**TEXT SHOWN**
----------------

Photoville Adds New Venues, Vistas and Vision

The container village is gone. Photoville, the pop-up fall festival that turns the waterfront under the Brooklyn Bridge into a friendly encampment for photography buffs and the general public, has dispensed in its ninth year, for coronavirus reasons, with its architectural signature, converted shipping containers.

This year’s edition, optimized for social distancing, takes place across five boroughs. All 60-plus exhibitions, with some 300 artists, are presented as high-quality digital prints on weatherproof banners. The bulk are in the usual area, in Dumbo, and on the nearby streets and piers of Brooklyn Bridge Park, but there are also satellite presentations throughout the boroughs of projects whose photographers and subjects have local connections. This new initiative is laudable but frustrating, as most of the remote sites (stretching from Soundview Park in the Bronx to South Beach Promenade on Staten Island) show only one project. So some excellent work feels marooned far from the main exhibition.

There is time to explore it all, however, as the festival will stay up longer than usual, until Nov. 29; a busy program of online events runs through Oct. 10.

Photoville is always a joyous jumble, embracing conceptual and narrative projects along with photojournalism. These are non-selling exhibits presented by the Photoville nonprofit itself and by numerous foundations, city agencies and educational, corporate and media partners (including The New York Times). This year’s presentation is a strong vintage: While meeting the many urgencies of this moment of acute, overlapping crises, it also opens up, in relevant ways, to wider views.

But most people have been saturated for months with pandemic images, including their own experiences — and, for many, their losses — and Photoville wisely does not seek to overwhelm further. Most of the artists’ projects on view were not rapid-response work but have matured over years. The topics they raise, from war and environmental degradation to the dignity of all people and their entitlement to joy, are a reminder of photography’s power not just to document a crisis but also to imagine better lives through perspective and poetry.

----------------

**ACTIVITY LIST**
[A] From the final paragraph of the Photoville article, list every topic that the artists' projects raise.
[B] Transcribe the stretch of the Photoville article from "The container village" through "converted shipping containers.".

**DATA TO EXAMINE**
----------------

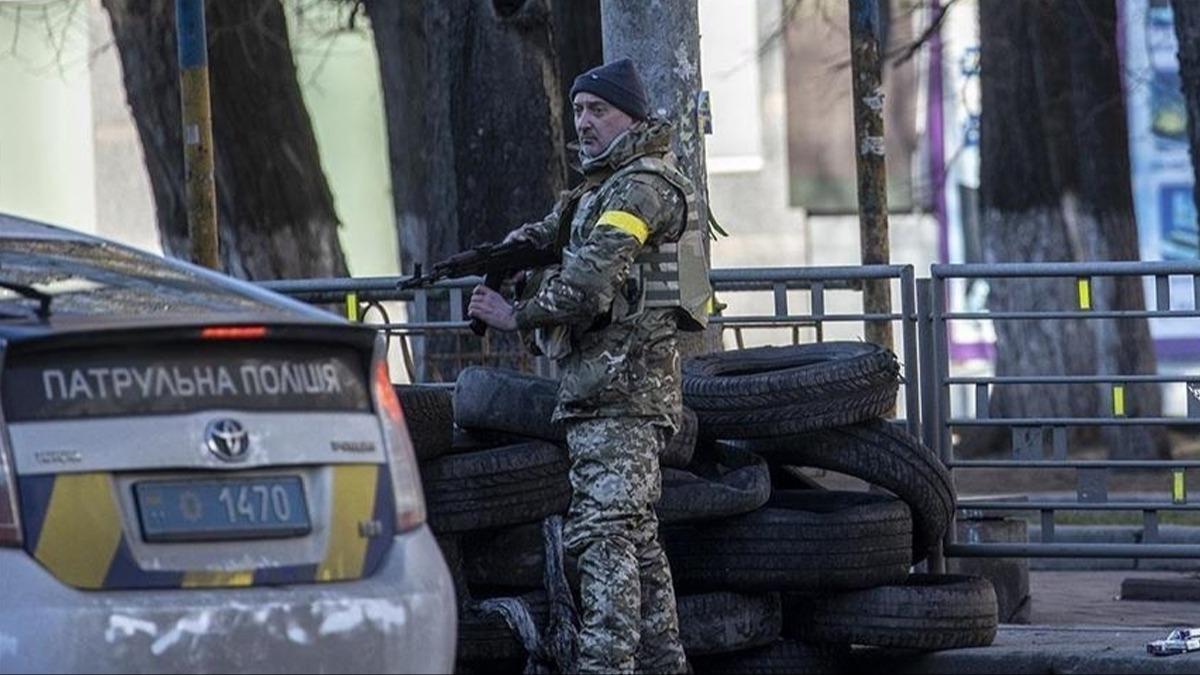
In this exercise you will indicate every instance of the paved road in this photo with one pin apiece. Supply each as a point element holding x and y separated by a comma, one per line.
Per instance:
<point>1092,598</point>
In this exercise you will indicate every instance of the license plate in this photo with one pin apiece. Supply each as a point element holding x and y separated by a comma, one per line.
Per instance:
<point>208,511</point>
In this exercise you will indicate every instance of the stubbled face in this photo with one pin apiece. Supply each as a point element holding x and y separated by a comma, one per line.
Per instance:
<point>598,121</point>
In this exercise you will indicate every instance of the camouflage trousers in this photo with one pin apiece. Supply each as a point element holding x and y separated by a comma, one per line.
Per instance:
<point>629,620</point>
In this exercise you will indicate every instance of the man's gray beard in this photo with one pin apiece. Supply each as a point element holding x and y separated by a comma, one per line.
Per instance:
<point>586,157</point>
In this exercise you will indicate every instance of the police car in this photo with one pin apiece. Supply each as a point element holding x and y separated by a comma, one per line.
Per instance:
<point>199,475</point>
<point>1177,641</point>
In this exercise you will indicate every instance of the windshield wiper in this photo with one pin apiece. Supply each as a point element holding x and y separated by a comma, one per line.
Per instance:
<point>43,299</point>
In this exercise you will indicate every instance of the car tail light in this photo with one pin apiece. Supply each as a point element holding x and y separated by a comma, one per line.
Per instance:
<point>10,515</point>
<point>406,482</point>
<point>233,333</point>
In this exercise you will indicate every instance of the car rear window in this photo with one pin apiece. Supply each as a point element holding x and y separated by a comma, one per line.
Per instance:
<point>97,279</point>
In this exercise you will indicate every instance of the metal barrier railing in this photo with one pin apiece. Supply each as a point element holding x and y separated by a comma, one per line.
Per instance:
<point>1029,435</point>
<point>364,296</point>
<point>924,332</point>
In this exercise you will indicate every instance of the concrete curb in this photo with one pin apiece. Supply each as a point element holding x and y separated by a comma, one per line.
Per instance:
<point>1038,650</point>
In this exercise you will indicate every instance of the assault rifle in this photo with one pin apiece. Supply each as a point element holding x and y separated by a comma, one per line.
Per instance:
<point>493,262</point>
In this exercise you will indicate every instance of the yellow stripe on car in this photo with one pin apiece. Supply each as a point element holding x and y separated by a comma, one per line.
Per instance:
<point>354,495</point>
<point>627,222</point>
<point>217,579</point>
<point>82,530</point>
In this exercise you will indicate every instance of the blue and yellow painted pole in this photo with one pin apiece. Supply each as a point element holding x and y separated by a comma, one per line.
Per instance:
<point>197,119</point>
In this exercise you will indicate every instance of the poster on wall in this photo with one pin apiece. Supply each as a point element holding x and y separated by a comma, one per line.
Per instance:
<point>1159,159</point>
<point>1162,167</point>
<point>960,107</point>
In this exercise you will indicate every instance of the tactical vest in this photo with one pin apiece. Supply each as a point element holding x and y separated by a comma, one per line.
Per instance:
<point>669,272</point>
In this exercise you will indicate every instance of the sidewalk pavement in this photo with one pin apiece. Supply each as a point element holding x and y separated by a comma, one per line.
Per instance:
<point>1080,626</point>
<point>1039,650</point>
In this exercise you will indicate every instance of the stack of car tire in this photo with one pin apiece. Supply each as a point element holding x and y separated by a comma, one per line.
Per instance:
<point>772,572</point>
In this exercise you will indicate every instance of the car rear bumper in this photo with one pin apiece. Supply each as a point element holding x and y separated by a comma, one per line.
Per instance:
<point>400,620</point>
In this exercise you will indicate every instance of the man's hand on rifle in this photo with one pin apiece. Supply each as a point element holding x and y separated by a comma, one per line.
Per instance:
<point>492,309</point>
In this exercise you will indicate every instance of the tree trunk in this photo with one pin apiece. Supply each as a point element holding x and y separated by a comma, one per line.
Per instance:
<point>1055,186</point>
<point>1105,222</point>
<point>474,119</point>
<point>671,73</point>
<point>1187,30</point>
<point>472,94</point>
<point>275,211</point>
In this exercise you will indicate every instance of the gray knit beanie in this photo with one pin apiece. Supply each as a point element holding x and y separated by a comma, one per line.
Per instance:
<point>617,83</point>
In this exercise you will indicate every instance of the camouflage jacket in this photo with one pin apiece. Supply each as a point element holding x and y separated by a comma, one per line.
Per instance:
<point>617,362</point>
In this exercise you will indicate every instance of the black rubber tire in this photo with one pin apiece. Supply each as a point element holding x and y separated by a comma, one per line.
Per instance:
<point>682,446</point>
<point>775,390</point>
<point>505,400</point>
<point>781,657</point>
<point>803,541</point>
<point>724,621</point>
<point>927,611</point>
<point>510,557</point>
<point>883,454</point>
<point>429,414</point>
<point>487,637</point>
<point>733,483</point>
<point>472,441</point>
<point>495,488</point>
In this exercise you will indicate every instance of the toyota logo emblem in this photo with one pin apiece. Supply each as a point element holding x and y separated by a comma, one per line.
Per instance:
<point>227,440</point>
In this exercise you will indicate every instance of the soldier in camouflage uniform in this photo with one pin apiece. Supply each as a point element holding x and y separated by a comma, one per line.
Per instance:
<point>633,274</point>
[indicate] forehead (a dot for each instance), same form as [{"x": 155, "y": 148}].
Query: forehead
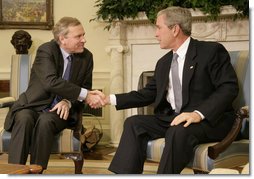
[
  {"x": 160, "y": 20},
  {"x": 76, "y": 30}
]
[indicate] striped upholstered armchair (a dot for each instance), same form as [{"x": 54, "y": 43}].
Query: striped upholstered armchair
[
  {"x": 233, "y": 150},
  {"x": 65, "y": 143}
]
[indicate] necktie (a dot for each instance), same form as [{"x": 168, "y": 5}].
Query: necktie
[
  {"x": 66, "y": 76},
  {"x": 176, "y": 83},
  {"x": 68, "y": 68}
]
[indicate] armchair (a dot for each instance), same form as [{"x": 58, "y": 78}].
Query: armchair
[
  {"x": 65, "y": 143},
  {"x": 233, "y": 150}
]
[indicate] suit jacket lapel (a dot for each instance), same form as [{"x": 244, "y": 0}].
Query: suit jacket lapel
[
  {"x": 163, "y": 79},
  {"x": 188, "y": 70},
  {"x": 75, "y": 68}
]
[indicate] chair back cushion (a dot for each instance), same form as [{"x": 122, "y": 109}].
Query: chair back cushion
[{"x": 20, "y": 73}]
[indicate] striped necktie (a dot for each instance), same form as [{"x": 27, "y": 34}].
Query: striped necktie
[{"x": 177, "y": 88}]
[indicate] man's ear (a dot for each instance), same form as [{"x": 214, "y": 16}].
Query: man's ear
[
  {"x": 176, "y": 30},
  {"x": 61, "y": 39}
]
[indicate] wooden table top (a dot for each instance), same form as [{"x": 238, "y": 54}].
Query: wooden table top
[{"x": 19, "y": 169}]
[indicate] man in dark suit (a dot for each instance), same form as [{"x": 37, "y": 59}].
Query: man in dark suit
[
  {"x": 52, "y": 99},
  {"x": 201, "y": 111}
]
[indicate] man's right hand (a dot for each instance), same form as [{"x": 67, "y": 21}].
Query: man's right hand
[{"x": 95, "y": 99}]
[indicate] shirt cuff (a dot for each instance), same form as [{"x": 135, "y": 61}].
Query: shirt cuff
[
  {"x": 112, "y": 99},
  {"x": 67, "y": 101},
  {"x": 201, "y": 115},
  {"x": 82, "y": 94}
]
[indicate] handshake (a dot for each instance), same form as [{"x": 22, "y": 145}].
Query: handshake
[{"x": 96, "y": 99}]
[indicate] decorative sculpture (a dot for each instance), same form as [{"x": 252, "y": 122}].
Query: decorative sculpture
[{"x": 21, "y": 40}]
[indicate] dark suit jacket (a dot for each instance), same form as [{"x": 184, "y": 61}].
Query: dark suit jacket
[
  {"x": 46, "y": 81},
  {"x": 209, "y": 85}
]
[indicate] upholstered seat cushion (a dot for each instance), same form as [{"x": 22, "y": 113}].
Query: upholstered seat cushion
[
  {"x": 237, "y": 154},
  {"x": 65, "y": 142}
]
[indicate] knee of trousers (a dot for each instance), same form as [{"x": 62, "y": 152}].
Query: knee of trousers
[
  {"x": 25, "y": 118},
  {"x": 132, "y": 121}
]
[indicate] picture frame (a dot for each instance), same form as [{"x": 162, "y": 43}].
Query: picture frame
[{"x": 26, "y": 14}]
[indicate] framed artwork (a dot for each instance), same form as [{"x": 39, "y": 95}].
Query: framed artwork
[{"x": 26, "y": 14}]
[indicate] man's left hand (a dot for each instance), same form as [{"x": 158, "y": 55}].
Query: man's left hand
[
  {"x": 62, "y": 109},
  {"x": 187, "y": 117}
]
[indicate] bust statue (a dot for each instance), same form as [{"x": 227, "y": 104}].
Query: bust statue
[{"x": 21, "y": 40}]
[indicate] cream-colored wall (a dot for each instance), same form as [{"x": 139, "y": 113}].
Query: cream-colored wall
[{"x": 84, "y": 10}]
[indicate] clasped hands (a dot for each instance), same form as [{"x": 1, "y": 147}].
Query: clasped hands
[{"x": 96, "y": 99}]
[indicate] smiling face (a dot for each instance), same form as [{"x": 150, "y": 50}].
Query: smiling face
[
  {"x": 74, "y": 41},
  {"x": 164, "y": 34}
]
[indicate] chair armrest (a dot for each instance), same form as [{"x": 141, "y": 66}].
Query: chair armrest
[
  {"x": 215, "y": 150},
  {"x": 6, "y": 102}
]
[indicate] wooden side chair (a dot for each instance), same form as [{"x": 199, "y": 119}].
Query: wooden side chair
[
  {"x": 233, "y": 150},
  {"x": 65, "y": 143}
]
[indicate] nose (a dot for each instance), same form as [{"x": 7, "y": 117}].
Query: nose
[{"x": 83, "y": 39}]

----------------

**EXPECTED RESPONSES**
[A]
- War
- Environmental degradation
- The dignity of all people
- Their entitlement to joy

[B]
The container village is gone. Photoville, the pop-up fall festival that turns the waterfront under the Brooklyn Bridge into a friendly encampment for photography buffs and the general public, has dispensed in its ninth year, for coronavirus reasons, with its architectural signature, converted shipping containers.